::: INPUT ROWS :::

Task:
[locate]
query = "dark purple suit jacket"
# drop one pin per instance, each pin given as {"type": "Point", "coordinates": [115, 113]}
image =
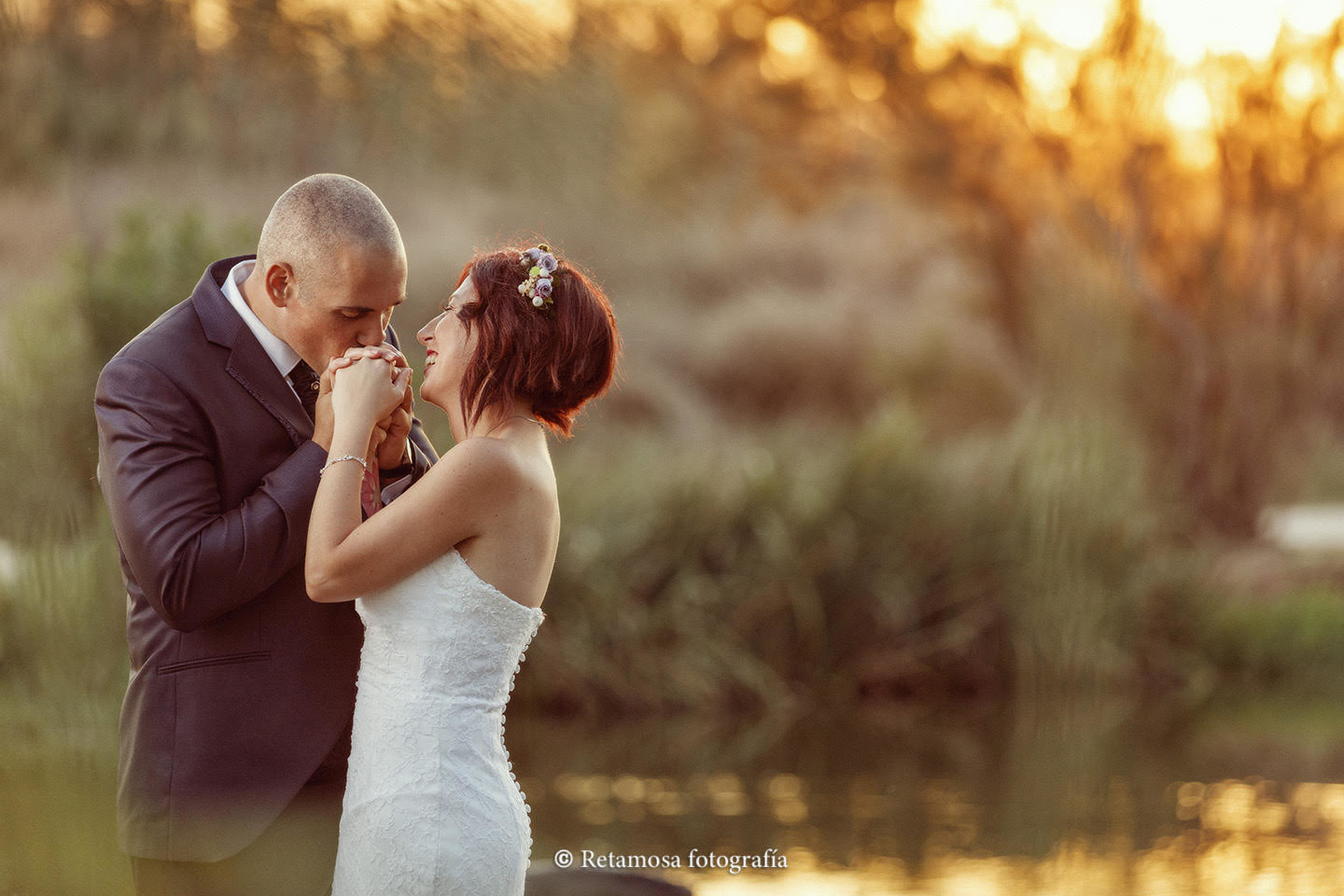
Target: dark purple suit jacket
{"type": "Point", "coordinates": [240, 684]}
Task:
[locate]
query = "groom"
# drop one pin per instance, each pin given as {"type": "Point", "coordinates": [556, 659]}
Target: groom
{"type": "Point", "coordinates": [213, 425]}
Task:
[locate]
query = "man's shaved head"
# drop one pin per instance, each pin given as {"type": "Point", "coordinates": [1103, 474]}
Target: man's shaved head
{"type": "Point", "coordinates": [329, 269]}
{"type": "Point", "coordinates": [317, 217]}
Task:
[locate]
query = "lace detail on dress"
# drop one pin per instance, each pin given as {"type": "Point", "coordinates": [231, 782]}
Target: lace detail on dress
{"type": "Point", "coordinates": [433, 805]}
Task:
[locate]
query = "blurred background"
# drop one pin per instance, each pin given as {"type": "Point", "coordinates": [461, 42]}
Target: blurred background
{"type": "Point", "coordinates": [962, 520]}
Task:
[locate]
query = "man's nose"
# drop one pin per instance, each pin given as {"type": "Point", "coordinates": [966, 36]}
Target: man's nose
{"type": "Point", "coordinates": [370, 336]}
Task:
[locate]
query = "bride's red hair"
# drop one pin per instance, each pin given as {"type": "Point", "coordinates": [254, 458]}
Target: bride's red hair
{"type": "Point", "coordinates": [554, 357]}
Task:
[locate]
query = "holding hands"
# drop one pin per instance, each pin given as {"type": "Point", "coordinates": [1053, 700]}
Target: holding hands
{"type": "Point", "coordinates": [370, 387]}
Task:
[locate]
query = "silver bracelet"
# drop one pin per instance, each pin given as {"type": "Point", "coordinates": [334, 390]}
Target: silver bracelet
{"type": "Point", "coordinates": [344, 457]}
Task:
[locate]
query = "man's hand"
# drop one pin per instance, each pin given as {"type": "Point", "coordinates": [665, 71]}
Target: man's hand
{"type": "Point", "coordinates": [391, 433]}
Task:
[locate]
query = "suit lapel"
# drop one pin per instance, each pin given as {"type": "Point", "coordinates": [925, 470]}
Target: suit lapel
{"type": "Point", "coordinates": [247, 360]}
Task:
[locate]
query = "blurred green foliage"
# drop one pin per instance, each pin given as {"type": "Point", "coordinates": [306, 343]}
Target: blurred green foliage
{"type": "Point", "coordinates": [55, 342]}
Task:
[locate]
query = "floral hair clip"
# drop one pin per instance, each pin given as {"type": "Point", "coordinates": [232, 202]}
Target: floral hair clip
{"type": "Point", "coordinates": [540, 269]}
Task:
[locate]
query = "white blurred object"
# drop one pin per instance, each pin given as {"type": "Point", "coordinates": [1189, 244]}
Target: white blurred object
{"type": "Point", "coordinates": [9, 560]}
{"type": "Point", "coordinates": [1305, 526]}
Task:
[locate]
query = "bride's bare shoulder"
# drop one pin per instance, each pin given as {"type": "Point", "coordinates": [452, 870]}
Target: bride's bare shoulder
{"type": "Point", "coordinates": [482, 461]}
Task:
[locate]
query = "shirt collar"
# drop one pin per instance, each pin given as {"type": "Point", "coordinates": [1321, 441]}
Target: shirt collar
{"type": "Point", "coordinates": [281, 355]}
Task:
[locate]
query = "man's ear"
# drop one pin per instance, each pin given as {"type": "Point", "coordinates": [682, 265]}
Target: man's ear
{"type": "Point", "coordinates": [280, 284]}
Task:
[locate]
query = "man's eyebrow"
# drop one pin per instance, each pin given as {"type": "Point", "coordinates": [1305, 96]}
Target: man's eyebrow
{"type": "Point", "coordinates": [370, 311]}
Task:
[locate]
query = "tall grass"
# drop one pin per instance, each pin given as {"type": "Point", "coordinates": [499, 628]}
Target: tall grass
{"type": "Point", "coordinates": [776, 558]}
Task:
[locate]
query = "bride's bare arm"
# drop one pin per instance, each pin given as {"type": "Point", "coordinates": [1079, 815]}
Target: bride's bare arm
{"type": "Point", "coordinates": [347, 558]}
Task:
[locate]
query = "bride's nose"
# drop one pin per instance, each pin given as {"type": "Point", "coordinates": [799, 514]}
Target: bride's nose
{"type": "Point", "coordinates": [427, 332]}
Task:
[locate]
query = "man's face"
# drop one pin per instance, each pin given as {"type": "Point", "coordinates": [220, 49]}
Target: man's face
{"type": "Point", "coordinates": [348, 303]}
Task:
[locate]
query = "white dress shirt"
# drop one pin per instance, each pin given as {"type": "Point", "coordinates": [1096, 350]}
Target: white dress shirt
{"type": "Point", "coordinates": [281, 355]}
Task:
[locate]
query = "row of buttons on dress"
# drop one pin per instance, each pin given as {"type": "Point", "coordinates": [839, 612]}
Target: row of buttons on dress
{"type": "Point", "coordinates": [511, 773]}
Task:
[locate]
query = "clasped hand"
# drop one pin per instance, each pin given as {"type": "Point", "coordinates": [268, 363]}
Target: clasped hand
{"type": "Point", "coordinates": [371, 385]}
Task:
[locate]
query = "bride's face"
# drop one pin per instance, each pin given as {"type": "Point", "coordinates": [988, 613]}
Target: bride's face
{"type": "Point", "coordinates": [448, 348]}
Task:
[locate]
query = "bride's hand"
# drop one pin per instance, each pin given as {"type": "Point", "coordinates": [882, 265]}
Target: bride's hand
{"type": "Point", "coordinates": [366, 385]}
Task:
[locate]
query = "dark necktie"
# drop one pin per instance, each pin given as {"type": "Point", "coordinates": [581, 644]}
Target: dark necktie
{"type": "Point", "coordinates": [305, 383]}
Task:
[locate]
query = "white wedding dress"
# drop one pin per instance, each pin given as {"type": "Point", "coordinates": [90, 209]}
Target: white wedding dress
{"type": "Point", "coordinates": [431, 804]}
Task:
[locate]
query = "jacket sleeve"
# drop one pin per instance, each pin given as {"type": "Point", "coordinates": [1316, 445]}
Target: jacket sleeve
{"type": "Point", "coordinates": [194, 559]}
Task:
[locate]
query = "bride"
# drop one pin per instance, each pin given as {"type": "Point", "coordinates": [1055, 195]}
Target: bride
{"type": "Point", "coordinates": [449, 578]}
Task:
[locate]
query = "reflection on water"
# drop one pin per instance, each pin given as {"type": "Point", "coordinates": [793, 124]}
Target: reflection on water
{"type": "Point", "coordinates": [1068, 798]}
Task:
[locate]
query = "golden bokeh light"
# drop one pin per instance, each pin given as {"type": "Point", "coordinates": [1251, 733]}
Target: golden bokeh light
{"type": "Point", "coordinates": [1187, 106]}
{"type": "Point", "coordinates": [791, 49]}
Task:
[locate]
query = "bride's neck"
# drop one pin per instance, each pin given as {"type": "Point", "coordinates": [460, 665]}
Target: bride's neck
{"type": "Point", "coordinates": [491, 421]}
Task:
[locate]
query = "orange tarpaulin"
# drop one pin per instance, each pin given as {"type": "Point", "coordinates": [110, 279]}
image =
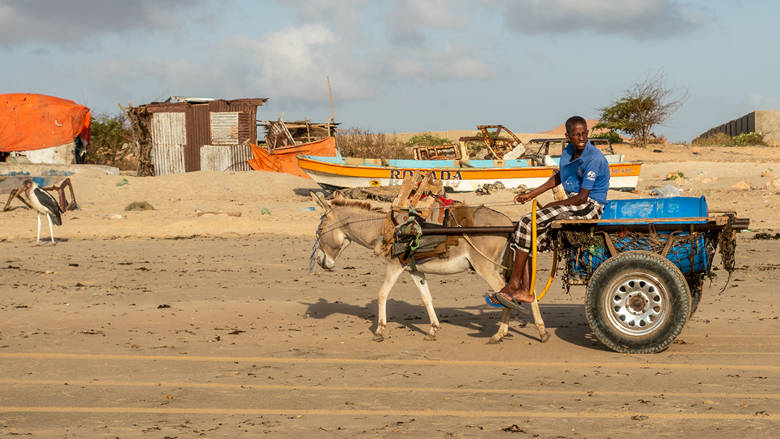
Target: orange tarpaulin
{"type": "Point", "coordinates": [30, 121]}
{"type": "Point", "coordinates": [283, 160]}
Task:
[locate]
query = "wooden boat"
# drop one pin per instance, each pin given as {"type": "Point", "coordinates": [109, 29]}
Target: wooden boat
{"type": "Point", "coordinates": [457, 175]}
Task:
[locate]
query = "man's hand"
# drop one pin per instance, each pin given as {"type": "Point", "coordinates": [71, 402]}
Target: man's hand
{"type": "Point", "coordinates": [524, 198]}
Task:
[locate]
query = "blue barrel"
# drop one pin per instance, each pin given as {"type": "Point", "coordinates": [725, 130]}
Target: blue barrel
{"type": "Point", "coordinates": [672, 207]}
{"type": "Point", "coordinates": [688, 255]}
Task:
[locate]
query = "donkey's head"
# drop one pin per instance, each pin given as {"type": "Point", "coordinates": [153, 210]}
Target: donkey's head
{"type": "Point", "coordinates": [331, 239]}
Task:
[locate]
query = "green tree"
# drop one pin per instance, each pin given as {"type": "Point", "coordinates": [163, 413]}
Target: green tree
{"type": "Point", "coordinates": [646, 104]}
{"type": "Point", "coordinates": [111, 139]}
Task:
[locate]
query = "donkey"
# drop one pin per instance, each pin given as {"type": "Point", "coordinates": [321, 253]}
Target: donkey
{"type": "Point", "coordinates": [346, 221]}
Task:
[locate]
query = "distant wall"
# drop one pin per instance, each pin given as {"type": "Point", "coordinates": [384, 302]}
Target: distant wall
{"type": "Point", "coordinates": [766, 122]}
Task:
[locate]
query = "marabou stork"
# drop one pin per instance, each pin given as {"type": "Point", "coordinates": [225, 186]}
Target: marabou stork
{"type": "Point", "coordinates": [44, 204]}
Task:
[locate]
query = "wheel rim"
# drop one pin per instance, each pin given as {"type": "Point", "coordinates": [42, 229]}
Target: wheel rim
{"type": "Point", "coordinates": [637, 304]}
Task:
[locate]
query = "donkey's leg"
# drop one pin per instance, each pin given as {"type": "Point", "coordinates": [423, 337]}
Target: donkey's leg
{"type": "Point", "coordinates": [394, 269]}
{"type": "Point", "coordinates": [419, 280]}
{"type": "Point", "coordinates": [490, 273]}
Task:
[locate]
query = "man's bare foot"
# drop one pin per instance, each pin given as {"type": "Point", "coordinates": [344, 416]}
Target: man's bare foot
{"type": "Point", "coordinates": [517, 295]}
{"type": "Point", "coordinates": [524, 296]}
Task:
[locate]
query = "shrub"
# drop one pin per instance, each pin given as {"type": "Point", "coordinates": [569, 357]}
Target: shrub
{"type": "Point", "coordinates": [356, 142]}
{"type": "Point", "coordinates": [611, 135]}
{"type": "Point", "coordinates": [111, 141]}
{"type": "Point", "coordinates": [428, 140]}
{"type": "Point", "coordinates": [723, 139]}
{"type": "Point", "coordinates": [647, 104]}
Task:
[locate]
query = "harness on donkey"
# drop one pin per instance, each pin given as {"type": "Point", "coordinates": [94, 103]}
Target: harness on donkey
{"type": "Point", "coordinates": [421, 203]}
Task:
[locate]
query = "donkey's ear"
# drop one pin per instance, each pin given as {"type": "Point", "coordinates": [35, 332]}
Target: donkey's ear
{"type": "Point", "coordinates": [319, 199]}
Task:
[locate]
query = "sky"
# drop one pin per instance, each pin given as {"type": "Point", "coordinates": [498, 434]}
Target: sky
{"type": "Point", "coordinates": [401, 65]}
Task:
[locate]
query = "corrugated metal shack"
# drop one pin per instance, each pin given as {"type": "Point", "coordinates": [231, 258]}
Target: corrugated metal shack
{"type": "Point", "coordinates": [193, 134]}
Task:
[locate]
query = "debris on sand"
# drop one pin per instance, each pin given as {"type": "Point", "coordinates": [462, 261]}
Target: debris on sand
{"type": "Point", "coordinates": [741, 186]}
{"type": "Point", "coordinates": [488, 188]}
{"type": "Point", "coordinates": [380, 193]}
{"type": "Point", "coordinates": [521, 189]}
{"type": "Point", "coordinates": [766, 236]}
{"type": "Point", "coordinates": [669, 190]}
{"type": "Point", "coordinates": [774, 184]}
{"type": "Point", "coordinates": [139, 205]}
{"type": "Point", "coordinates": [219, 212]}
{"type": "Point", "coordinates": [514, 428]}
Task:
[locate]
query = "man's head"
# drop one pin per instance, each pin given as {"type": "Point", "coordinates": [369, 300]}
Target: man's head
{"type": "Point", "coordinates": [577, 131]}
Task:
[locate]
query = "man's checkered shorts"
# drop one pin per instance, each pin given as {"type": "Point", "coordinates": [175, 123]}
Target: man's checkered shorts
{"type": "Point", "coordinates": [521, 238]}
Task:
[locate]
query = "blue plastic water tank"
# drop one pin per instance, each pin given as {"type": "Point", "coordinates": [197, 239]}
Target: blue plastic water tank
{"type": "Point", "coordinates": [672, 207]}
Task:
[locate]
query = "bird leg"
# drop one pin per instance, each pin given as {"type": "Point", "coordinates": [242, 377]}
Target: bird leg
{"type": "Point", "coordinates": [51, 229]}
{"type": "Point", "coordinates": [38, 239]}
{"type": "Point", "coordinates": [16, 193]}
{"type": "Point", "coordinates": [64, 205]}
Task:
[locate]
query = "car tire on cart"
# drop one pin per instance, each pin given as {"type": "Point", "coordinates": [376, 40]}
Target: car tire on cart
{"type": "Point", "coordinates": [637, 302]}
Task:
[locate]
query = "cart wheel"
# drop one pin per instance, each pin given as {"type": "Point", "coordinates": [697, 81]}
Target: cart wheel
{"type": "Point", "coordinates": [637, 302]}
{"type": "Point", "coordinates": [696, 287]}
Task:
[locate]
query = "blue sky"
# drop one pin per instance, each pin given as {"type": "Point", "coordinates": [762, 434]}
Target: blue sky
{"type": "Point", "coordinates": [403, 65]}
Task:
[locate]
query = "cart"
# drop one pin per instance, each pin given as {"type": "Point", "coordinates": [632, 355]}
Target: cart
{"type": "Point", "coordinates": [643, 264]}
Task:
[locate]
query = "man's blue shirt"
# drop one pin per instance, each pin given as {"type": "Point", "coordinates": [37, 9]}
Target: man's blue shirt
{"type": "Point", "coordinates": [589, 171]}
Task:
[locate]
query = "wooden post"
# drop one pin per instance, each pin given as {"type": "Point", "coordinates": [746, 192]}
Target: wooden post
{"type": "Point", "coordinates": [332, 119]}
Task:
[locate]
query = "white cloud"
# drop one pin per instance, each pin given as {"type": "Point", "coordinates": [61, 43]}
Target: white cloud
{"type": "Point", "coordinates": [642, 19]}
{"type": "Point", "coordinates": [71, 22]}
{"type": "Point", "coordinates": [409, 21]}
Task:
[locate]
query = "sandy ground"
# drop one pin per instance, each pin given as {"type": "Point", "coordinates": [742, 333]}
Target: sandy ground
{"type": "Point", "coordinates": [168, 324]}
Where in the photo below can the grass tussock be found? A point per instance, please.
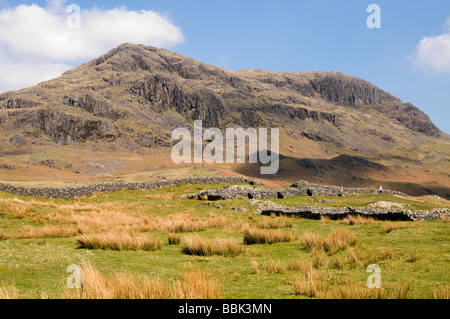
(336, 241)
(311, 285)
(256, 236)
(392, 226)
(274, 222)
(9, 292)
(413, 256)
(119, 241)
(271, 266)
(173, 238)
(47, 231)
(196, 245)
(194, 284)
(442, 292)
(357, 220)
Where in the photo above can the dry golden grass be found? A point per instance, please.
(336, 241)
(173, 238)
(325, 219)
(391, 226)
(255, 236)
(196, 245)
(442, 292)
(319, 259)
(254, 265)
(119, 241)
(348, 290)
(357, 220)
(163, 197)
(302, 265)
(273, 267)
(274, 222)
(194, 284)
(47, 231)
(413, 256)
(311, 285)
(18, 208)
(337, 263)
(9, 292)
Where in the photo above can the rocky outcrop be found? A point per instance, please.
(239, 191)
(300, 188)
(316, 212)
(79, 191)
(318, 190)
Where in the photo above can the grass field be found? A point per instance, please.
(158, 244)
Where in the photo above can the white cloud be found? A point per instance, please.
(433, 53)
(36, 43)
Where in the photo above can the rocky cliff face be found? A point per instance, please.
(139, 93)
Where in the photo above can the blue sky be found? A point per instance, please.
(300, 36)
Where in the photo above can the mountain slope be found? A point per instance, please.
(130, 99)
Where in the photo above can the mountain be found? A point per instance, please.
(115, 114)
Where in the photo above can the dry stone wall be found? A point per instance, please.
(85, 190)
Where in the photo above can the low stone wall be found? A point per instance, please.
(80, 191)
(239, 191)
(335, 213)
(234, 191)
(318, 190)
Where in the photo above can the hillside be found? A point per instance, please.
(111, 119)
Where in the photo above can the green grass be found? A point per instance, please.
(36, 265)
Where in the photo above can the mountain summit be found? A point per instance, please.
(130, 99)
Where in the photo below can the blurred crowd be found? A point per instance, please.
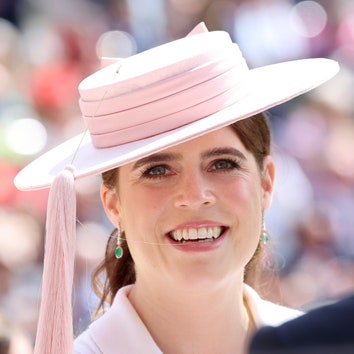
(48, 47)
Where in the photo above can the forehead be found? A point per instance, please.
(222, 137)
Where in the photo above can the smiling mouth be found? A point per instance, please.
(202, 234)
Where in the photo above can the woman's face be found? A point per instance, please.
(192, 213)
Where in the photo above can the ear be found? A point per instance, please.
(268, 178)
(110, 203)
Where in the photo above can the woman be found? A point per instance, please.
(194, 180)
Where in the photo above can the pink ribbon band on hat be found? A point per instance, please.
(109, 103)
(169, 104)
(166, 123)
(166, 106)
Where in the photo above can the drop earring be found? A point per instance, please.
(265, 234)
(119, 249)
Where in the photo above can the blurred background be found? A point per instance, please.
(48, 47)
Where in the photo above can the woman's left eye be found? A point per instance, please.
(224, 165)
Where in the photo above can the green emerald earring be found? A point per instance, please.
(119, 249)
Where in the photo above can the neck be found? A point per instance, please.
(185, 321)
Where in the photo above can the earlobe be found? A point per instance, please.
(109, 200)
(268, 179)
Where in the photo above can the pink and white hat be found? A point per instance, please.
(137, 106)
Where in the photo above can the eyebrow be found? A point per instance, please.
(224, 151)
(165, 157)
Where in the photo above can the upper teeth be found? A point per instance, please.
(195, 234)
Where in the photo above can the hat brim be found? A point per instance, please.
(269, 86)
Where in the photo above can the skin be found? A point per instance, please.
(190, 296)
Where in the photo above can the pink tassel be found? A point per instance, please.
(55, 326)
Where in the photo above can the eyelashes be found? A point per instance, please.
(158, 171)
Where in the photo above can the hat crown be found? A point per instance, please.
(163, 88)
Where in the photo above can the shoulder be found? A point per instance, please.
(114, 330)
(84, 344)
(267, 312)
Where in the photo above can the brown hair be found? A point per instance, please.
(255, 135)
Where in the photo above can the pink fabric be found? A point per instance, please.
(188, 96)
(55, 325)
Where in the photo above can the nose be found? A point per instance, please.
(194, 191)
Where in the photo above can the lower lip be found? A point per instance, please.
(198, 246)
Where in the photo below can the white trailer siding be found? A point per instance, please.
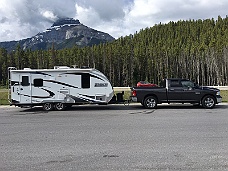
(68, 85)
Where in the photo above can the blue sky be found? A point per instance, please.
(21, 19)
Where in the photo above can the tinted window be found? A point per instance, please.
(38, 82)
(85, 78)
(25, 81)
(187, 84)
(175, 83)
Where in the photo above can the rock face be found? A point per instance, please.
(64, 33)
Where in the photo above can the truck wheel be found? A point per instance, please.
(60, 106)
(150, 102)
(208, 102)
(48, 106)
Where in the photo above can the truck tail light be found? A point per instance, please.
(133, 93)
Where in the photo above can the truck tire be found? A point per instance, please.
(48, 106)
(150, 102)
(208, 102)
(60, 106)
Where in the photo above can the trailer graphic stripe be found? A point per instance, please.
(57, 82)
(51, 94)
(94, 76)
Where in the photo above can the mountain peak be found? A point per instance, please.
(65, 21)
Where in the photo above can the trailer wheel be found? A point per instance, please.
(60, 106)
(150, 102)
(208, 102)
(48, 106)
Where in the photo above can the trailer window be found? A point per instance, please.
(85, 80)
(25, 81)
(38, 82)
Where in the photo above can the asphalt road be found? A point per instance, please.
(115, 137)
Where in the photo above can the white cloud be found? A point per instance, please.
(24, 18)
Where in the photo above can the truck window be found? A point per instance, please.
(188, 84)
(38, 82)
(175, 83)
(85, 80)
(25, 81)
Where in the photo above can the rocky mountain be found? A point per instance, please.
(64, 33)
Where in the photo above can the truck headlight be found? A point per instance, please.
(218, 93)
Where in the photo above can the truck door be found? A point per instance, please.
(174, 91)
(25, 89)
(190, 94)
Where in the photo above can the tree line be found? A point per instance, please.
(193, 49)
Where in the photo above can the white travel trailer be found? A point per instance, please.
(58, 88)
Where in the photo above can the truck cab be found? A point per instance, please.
(177, 90)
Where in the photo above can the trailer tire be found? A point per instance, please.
(48, 106)
(60, 106)
(208, 102)
(150, 102)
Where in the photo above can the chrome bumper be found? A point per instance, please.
(134, 99)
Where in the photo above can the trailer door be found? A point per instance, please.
(25, 90)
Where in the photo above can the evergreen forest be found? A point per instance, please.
(192, 49)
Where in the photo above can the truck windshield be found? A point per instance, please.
(188, 84)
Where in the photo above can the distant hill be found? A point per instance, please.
(64, 33)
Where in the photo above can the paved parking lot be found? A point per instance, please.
(114, 137)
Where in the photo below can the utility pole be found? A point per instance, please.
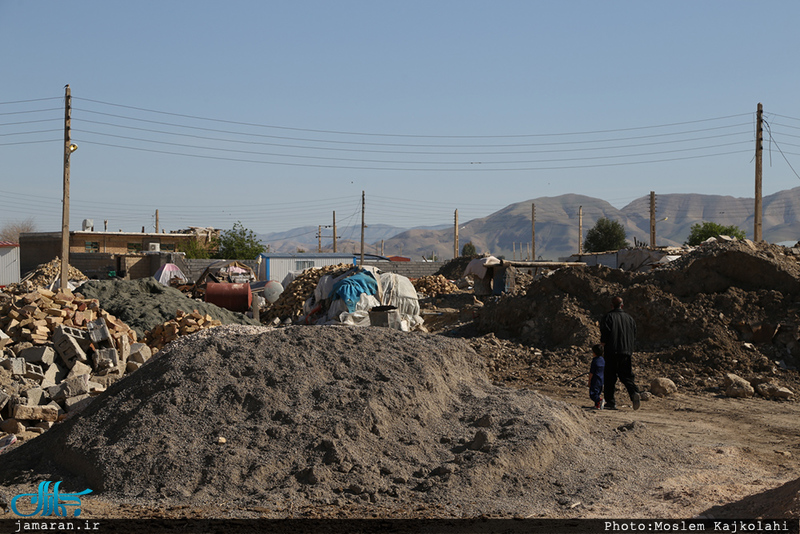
(533, 232)
(65, 208)
(334, 231)
(363, 207)
(455, 236)
(759, 149)
(652, 219)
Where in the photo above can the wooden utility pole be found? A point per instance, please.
(363, 207)
(759, 149)
(533, 232)
(652, 219)
(65, 208)
(455, 236)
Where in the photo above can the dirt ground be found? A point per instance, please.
(487, 415)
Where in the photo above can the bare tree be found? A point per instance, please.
(11, 230)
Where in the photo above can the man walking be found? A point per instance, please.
(617, 334)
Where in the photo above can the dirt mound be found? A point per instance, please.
(454, 269)
(314, 416)
(700, 313)
(144, 304)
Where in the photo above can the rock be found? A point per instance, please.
(480, 440)
(12, 426)
(663, 387)
(736, 386)
(773, 391)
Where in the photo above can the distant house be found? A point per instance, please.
(276, 265)
(9, 263)
(98, 253)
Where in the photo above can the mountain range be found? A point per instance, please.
(508, 231)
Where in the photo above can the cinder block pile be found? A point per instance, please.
(434, 285)
(57, 351)
(183, 324)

:::

# TASK DESCRIPTION
Extract exactly the lines from the one containing "Where in the photo above can the paved" through the last line of the records above, both included, and leave out the pictures.

# OUTPUT FOR THIS TASK
Where in the photo above can the paved parking lot be found? A point per instance, please.
(114, 137)
Where in the photo below can the utility pole be found? A point per instance, please.
(533, 232)
(65, 208)
(334, 231)
(363, 207)
(455, 236)
(759, 149)
(652, 219)
Where in the photo above can the wooden utility pole be found? A point per instance, please.
(363, 207)
(759, 149)
(533, 232)
(652, 219)
(65, 208)
(455, 236)
Where in the photo above can the dirt ground be found? A point per instance, please.
(487, 415)
Where in the photo above can the bare tree be found? A point per instance, please.
(11, 230)
Where in the photo above can the man walking be found? A point per instance, please.
(617, 334)
Where in the photo above can the dirt mound be found? A point per instance, please.
(454, 269)
(314, 416)
(700, 313)
(144, 304)
Where in the photo above can the rock be found? A point per instance, please.
(480, 440)
(12, 426)
(663, 387)
(736, 386)
(773, 391)
Where in the photo above can the distant house be found? A point per instance, please.
(276, 265)
(9, 263)
(98, 253)
Where in the photo above can the mountain range be found? A point per instance, please.
(508, 231)
Where in the photo above can the cinder block pile be found? A point per instance, please.
(434, 285)
(57, 351)
(183, 324)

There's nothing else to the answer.